#### Provided data
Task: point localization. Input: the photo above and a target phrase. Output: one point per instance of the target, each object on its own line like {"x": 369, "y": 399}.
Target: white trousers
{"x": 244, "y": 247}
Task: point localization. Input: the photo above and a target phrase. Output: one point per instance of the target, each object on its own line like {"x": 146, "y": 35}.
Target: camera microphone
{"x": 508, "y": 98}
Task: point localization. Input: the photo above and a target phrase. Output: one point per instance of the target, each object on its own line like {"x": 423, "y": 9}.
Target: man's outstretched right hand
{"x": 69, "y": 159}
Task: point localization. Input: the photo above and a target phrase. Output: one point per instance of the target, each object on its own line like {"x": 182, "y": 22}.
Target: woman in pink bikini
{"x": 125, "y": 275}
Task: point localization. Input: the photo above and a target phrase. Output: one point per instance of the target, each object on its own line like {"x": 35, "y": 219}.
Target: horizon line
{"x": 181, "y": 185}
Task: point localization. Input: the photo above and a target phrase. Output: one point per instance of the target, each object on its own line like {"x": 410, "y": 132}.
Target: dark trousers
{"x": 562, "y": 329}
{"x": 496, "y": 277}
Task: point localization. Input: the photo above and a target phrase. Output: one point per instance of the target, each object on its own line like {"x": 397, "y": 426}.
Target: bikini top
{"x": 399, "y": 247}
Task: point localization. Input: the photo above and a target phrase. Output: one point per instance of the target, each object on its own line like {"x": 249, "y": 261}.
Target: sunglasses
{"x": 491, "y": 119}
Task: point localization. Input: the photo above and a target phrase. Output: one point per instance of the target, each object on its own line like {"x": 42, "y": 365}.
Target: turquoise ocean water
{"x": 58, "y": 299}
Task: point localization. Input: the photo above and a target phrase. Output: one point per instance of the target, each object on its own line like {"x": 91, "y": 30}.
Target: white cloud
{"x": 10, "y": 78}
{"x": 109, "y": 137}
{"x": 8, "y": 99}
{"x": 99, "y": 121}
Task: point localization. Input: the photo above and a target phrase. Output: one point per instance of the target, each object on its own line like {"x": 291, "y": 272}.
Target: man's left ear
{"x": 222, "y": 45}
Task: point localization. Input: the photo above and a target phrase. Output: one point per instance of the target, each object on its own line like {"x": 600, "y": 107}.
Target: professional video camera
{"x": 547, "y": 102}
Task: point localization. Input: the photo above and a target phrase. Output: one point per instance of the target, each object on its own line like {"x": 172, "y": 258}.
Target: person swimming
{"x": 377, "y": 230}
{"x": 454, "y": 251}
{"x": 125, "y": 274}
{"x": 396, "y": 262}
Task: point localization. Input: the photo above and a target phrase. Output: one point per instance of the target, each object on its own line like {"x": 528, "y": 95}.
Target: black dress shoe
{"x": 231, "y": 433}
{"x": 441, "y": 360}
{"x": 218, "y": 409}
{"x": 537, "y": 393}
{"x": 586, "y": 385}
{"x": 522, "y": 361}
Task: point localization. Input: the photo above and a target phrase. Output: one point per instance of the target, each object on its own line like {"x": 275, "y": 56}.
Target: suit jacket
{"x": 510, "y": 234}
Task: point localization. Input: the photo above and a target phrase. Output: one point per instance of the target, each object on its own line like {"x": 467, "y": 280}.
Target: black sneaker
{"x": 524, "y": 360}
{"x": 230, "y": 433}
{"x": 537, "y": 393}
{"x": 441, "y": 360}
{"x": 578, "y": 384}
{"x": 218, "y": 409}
########
Task objective ▸
Go through the data and return every record exactly.

Complete response ▸
Task: point localization. Input: the photo above and a target phrase. Output: one point per instance of the target, each object on its own line like {"x": 369, "y": 399}.
Target: white trousers
{"x": 244, "y": 247}
Task: point localization. Input: the photo above and a target phrase. Output: one point per instance of the target, each object on its own line like {"x": 146, "y": 35}.
Target: camera microphone
{"x": 508, "y": 98}
Task: point localization. Input: the photo above and a target phrase. Output: one point per instance of the target, each object on its own line like {"x": 423, "y": 9}.
Target: man's outstretched right hand
{"x": 69, "y": 159}
Task: point localization. Input: the photo above and a target phrase. Output: one point per instance of the target, each object on its own line like {"x": 182, "y": 22}.
Target: woman in pink bikini
{"x": 125, "y": 275}
Task: point localization. Input: the photo above and a target phrase. Output: one point per instance of the target, each object on its own line like {"x": 35, "y": 219}.
Target: horizon line
{"x": 181, "y": 185}
Task: point localization. Input: the photo above and a target phrase. Output: one point per instance of the target, each object on its own line like {"x": 410, "y": 132}.
Target: dark trousers
{"x": 562, "y": 329}
{"x": 496, "y": 277}
Task: point localization. Input: the photo above and a target phrase. Output: one point per instance of the target, each object on its own line like {"x": 397, "y": 426}.
Target: bikini top
{"x": 399, "y": 247}
Task: point localization. Input: the photo above and a target phrase. Output: one point per instance of the target, each object on its own line like {"x": 249, "y": 261}.
Target: sunglasses
{"x": 491, "y": 119}
Task: point localization. Input: the photo above and a target phrase. Output: one point per instance of the target, each object on its own line like {"x": 42, "y": 365}.
Target: turquoise ocean water
{"x": 58, "y": 299}
Task: point localization. Input: the photo above and a target phrase. Output: one point per instance of the target, each object on its own line like {"x": 91, "y": 30}.
Target: white cloud
{"x": 10, "y": 78}
{"x": 109, "y": 137}
{"x": 8, "y": 99}
{"x": 99, "y": 121}
Task: point localization. Input: the photo above and a target phrase. Output: one point per instance of the target, each object on its own line like {"x": 291, "y": 272}.
Target: man's left ear
{"x": 222, "y": 45}
Task: point localization. Input: the photo above and a target phrase. Output: one point per instance of the target, each object on its own line like {"x": 600, "y": 107}.
Target: professional video camera
{"x": 547, "y": 102}
Task: point localization. Input: the photo above and a target phrase. Output: one point per instance of the target, each object on its own line like {"x": 172, "y": 258}.
Target: person swimming
{"x": 377, "y": 230}
{"x": 454, "y": 251}
{"x": 125, "y": 274}
{"x": 396, "y": 262}
Task: point localization. Input: the photo above and a target phrase. Output: one point per instance of the target, each object on its own line like {"x": 528, "y": 95}.
Target: black dress shoe
{"x": 231, "y": 433}
{"x": 441, "y": 360}
{"x": 218, "y": 409}
{"x": 537, "y": 393}
{"x": 586, "y": 385}
{"x": 522, "y": 361}
Task: point localization. Input: the photo above and a target phrase. Output: one point per instance of the target, each object on its own line like {"x": 275, "y": 56}.
Target: suit jacket
{"x": 510, "y": 234}
Task: point localization. Input: the photo above and a target phrase. Output: one point per instance of the target, each object on its own line like {"x": 467, "y": 280}.
Target: black sneaker
{"x": 524, "y": 360}
{"x": 230, "y": 433}
{"x": 537, "y": 393}
{"x": 441, "y": 360}
{"x": 578, "y": 384}
{"x": 218, "y": 409}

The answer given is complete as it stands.